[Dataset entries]
####################

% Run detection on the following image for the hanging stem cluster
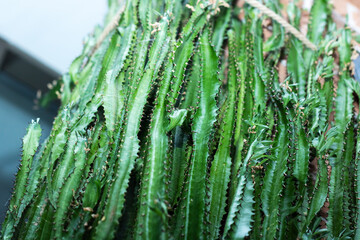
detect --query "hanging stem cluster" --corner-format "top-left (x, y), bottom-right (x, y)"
top-left (2, 0), bottom-right (360, 239)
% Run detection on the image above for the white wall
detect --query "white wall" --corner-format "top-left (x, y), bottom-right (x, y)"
top-left (0, 0), bottom-right (108, 73)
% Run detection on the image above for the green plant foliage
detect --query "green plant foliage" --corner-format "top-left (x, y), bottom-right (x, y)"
top-left (2, 0), bottom-right (360, 239)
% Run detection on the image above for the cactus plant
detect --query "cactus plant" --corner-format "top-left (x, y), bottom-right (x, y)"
top-left (2, 0), bottom-right (360, 239)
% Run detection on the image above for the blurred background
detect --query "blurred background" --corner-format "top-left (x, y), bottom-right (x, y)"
top-left (0, 0), bottom-right (107, 223)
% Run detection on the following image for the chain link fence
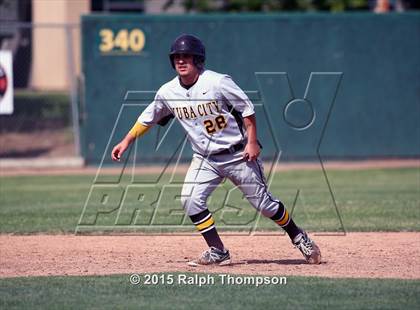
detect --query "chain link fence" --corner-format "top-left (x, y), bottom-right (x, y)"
top-left (0, 23), bottom-right (80, 160)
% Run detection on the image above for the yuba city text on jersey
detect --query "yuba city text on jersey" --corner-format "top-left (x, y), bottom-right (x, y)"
top-left (171, 101), bottom-right (221, 120)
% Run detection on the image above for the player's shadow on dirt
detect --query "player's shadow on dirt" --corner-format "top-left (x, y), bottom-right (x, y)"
top-left (232, 259), bottom-right (307, 266)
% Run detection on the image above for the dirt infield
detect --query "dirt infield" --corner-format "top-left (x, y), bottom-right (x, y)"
top-left (1, 233), bottom-right (419, 279)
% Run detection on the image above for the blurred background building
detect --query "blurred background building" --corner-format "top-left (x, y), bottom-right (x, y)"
top-left (0, 0), bottom-right (418, 163)
top-left (1, 0), bottom-right (418, 91)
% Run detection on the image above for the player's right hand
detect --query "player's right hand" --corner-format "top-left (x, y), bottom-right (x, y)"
top-left (111, 142), bottom-right (128, 162)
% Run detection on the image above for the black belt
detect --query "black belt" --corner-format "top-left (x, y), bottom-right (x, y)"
top-left (210, 142), bottom-right (245, 156)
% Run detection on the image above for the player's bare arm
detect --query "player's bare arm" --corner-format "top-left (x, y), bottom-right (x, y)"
top-left (111, 133), bottom-right (134, 162)
top-left (243, 114), bottom-right (260, 161)
top-left (111, 122), bottom-right (150, 161)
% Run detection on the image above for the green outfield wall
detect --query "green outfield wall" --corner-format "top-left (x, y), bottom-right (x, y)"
top-left (81, 13), bottom-right (420, 164)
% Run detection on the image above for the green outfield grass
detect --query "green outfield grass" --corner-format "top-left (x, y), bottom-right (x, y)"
top-left (0, 273), bottom-right (419, 309)
top-left (0, 167), bottom-right (418, 234)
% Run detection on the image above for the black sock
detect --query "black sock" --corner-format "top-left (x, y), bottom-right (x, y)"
top-left (190, 209), bottom-right (224, 251)
top-left (270, 201), bottom-right (301, 241)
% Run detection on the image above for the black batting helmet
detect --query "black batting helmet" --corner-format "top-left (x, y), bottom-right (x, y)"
top-left (169, 34), bottom-right (205, 69)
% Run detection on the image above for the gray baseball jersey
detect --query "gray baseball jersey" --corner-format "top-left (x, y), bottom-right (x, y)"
top-left (137, 70), bottom-right (254, 158)
top-left (136, 69), bottom-right (280, 217)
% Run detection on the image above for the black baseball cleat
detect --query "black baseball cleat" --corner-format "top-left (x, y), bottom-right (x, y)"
top-left (293, 231), bottom-right (321, 264)
top-left (188, 247), bottom-right (231, 266)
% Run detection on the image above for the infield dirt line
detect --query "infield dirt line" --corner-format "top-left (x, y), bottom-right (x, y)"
top-left (1, 159), bottom-right (418, 176)
top-left (1, 232), bottom-right (419, 279)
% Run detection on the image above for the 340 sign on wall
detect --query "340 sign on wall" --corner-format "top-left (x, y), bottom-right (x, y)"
top-left (99, 28), bottom-right (146, 54)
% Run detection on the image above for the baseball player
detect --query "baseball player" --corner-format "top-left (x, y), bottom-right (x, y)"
top-left (111, 34), bottom-right (321, 266)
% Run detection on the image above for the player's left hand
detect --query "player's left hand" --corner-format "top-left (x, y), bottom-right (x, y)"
top-left (243, 141), bottom-right (260, 161)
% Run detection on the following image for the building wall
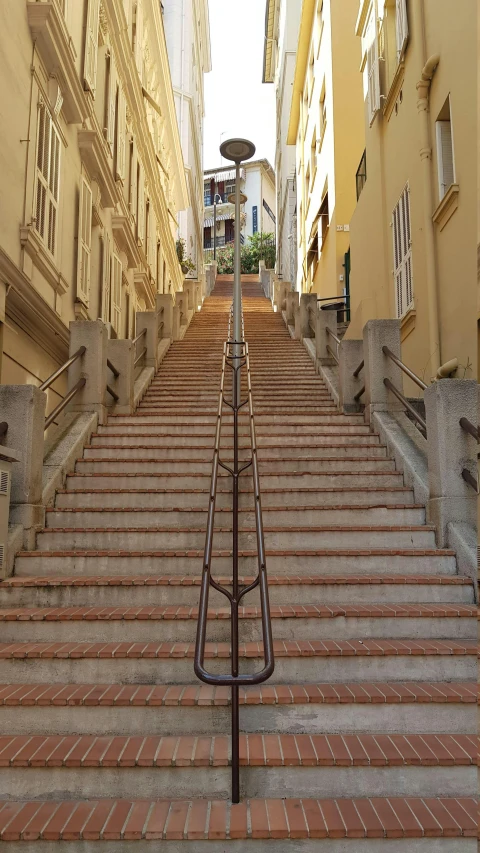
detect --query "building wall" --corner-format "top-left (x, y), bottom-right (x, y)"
top-left (203, 160), bottom-right (276, 249)
top-left (163, 0), bottom-right (211, 286)
top-left (0, 0), bottom-right (188, 420)
top-left (288, 0), bottom-right (365, 297)
top-left (348, 0), bottom-right (477, 390)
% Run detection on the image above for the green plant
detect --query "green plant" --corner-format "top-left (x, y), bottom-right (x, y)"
top-left (176, 238), bottom-right (196, 274)
top-left (213, 233), bottom-right (276, 276)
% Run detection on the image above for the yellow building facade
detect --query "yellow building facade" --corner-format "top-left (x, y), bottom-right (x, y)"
top-left (0, 0), bottom-right (189, 419)
top-left (287, 0), bottom-right (365, 298)
top-left (347, 0), bottom-right (477, 388)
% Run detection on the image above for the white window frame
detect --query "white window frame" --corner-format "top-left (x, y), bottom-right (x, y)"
top-left (76, 176), bottom-right (93, 306)
top-left (101, 232), bottom-right (111, 324)
top-left (106, 52), bottom-right (117, 155)
top-left (34, 101), bottom-right (61, 258)
top-left (366, 16), bottom-right (380, 125)
top-left (116, 87), bottom-right (126, 182)
top-left (436, 109), bottom-right (456, 200)
top-left (395, 0), bottom-right (409, 61)
top-left (84, 0), bottom-right (100, 94)
top-left (111, 252), bottom-right (123, 335)
top-left (393, 184), bottom-right (413, 319)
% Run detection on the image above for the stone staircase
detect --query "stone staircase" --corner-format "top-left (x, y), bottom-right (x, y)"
top-left (0, 275), bottom-right (476, 848)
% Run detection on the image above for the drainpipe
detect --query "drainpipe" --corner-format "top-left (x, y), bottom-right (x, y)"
top-left (416, 53), bottom-right (441, 374)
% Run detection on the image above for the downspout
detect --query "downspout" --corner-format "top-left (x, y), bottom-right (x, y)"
top-left (416, 52), bottom-right (440, 373)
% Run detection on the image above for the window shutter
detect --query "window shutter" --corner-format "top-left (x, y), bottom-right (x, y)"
top-left (116, 87), bottom-right (126, 182)
top-left (436, 120), bottom-right (455, 199)
top-left (111, 253), bottom-right (123, 334)
top-left (134, 0), bottom-right (144, 79)
top-left (101, 232), bottom-right (111, 323)
top-left (393, 185), bottom-right (413, 318)
top-left (106, 54), bottom-right (117, 155)
top-left (129, 140), bottom-right (137, 219)
top-left (137, 163), bottom-right (145, 245)
top-left (77, 177), bottom-right (93, 306)
top-left (367, 35), bottom-right (380, 125)
top-left (84, 0), bottom-right (100, 94)
top-left (148, 205), bottom-right (157, 274)
top-left (395, 0), bottom-right (409, 60)
top-left (35, 103), bottom-right (61, 256)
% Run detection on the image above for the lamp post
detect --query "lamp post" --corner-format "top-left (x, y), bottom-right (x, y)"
top-left (218, 137), bottom-right (255, 805)
top-left (213, 191), bottom-right (222, 261)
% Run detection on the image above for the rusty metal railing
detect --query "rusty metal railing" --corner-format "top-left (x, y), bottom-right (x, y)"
top-left (459, 418), bottom-right (479, 492)
top-left (194, 303), bottom-right (274, 804)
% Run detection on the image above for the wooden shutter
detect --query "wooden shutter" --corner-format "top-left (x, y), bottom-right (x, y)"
top-left (116, 87), bottom-right (126, 182)
top-left (35, 102), bottom-right (61, 256)
top-left (396, 0), bottom-right (409, 60)
top-left (137, 162), bottom-right (145, 245)
top-left (134, 0), bottom-right (143, 79)
top-left (393, 185), bottom-right (413, 318)
top-left (84, 0), bottom-right (100, 94)
top-left (111, 253), bottom-right (123, 334)
top-left (367, 34), bottom-right (380, 125)
top-left (101, 232), bottom-right (111, 323)
top-left (129, 140), bottom-right (137, 219)
top-left (436, 120), bottom-right (455, 199)
top-left (77, 177), bottom-right (93, 306)
top-left (148, 204), bottom-right (157, 274)
top-left (106, 54), bottom-right (117, 155)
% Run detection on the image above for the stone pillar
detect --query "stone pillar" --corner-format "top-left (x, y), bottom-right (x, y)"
top-left (0, 444), bottom-right (20, 577)
top-left (339, 339), bottom-right (364, 413)
top-left (0, 385), bottom-right (46, 548)
top-left (106, 339), bottom-right (134, 414)
top-left (68, 320), bottom-right (108, 425)
top-left (294, 304), bottom-right (302, 340)
top-left (172, 303), bottom-right (181, 340)
top-left (156, 294), bottom-right (173, 339)
top-left (286, 291), bottom-right (298, 325)
top-left (135, 311), bottom-right (158, 370)
top-left (315, 309), bottom-right (338, 365)
top-left (363, 320), bottom-right (404, 424)
top-left (424, 379), bottom-right (477, 546)
top-left (183, 280), bottom-right (196, 312)
top-left (299, 293), bottom-right (317, 339)
top-left (0, 278), bottom-right (7, 381)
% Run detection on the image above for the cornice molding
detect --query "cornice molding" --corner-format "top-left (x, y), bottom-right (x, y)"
top-left (78, 129), bottom-right (119, 208)
top-left (19, 226), bottom-right (69, 295)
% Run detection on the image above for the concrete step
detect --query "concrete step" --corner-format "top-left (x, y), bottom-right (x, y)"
top-left (99, 417), bottom-right (367, 432)
top-left (0, 602), bottom-right (474, 644)
top-left (0, 732), bottom-right (475, 800)
top-left (0, 796), bottom-right (475, 847)
top-left (0, 639), bottom-right (474, 684)
top-left (75, 456), bottom-right (396, 475)
top-left (89, 433), bottom-right (380, 448)
top-left (45, 506), bottom-right (426, 530)
top-left (65, 471), bottom-right (405, 491)
top-left (55, 487), bottom-right (415, 510)
top-left (14, 549), bottom-right (458, 578)
top-left (109, 413), bottom-right (364, 425)
top-left (2, 575), bottom-right (473, 609)
top-left (35, 525), bottom-right (438, 551)
top-left (0, 680), bottom-right (474, 736)
top-left (82, 445), bottom-right (389, 461)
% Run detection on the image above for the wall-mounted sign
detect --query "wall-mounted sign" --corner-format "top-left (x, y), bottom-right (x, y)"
top-left (252, 206), bottom-right (258, 233)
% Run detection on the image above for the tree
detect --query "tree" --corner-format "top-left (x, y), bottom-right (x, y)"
top-left (214, 233), bottom-right (276, 275)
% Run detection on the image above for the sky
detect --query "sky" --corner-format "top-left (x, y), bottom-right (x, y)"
top-left (203, 0), bottom-right (275, 170)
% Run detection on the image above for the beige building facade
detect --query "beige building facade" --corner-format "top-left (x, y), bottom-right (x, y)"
top-left (347, 0), bottom-right (477, 388)
top-left (287, 0), bottom-right (365, 297)
top-left (0, 0), bottom-right (189, 420)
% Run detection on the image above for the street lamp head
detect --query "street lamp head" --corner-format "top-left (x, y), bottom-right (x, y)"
top-left (228, 193), bottom-right (247, 205)
top-left (220, 138), bottom-right (256, 164)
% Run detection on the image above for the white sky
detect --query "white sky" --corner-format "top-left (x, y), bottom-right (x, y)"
top-left (203, 0), bottom-right (275, 170)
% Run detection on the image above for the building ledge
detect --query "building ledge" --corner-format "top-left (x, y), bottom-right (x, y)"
top-left (432, 184), bottom-right (459, 232)
top-left (78, 130), bottom-right (118, 209)
top-left (111, 215), bottom-right (141, 269)
top-left (355, 0), bottom-right (371, 36)
top-left (400, 307), bottom-right (416, 342)
top-left (26, 1), bottom-right (88, 124)
top-left (134, 270), bottom-right (155, 309)
top-left (19, 225), bottom-right (69, 295)
top-left (383, 61), bottom-right (405, 122)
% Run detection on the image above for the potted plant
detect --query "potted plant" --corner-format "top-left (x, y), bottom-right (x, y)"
top-left (176, 238), bottom-right (196, 276)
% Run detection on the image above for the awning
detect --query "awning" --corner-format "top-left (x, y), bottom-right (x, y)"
top-left (205, 168), bottom-right (246, 183)
top-left (204, 213), bottom-right (234, 227)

####################

→ Problem to work on: All lines from the one that contains "the potted plant" to the last line above must be given again exactly, with both included and nothing added.

→ The answer:
% Run detection on the image above for the potted plant
detect --query "potted plant" --corner-format "top-left (x, y), bottom-right (x, y)"
top-left (176, 238), bottom-right (196, 276)
% Run detection on the image above for the awning
detect --query "awning" --corner-format "top-left (x, y), bottom-right (x, y)"
top-left (205, 168), bottom-right (246, 183)
top-left (204, 213), bottom-right (234, 227)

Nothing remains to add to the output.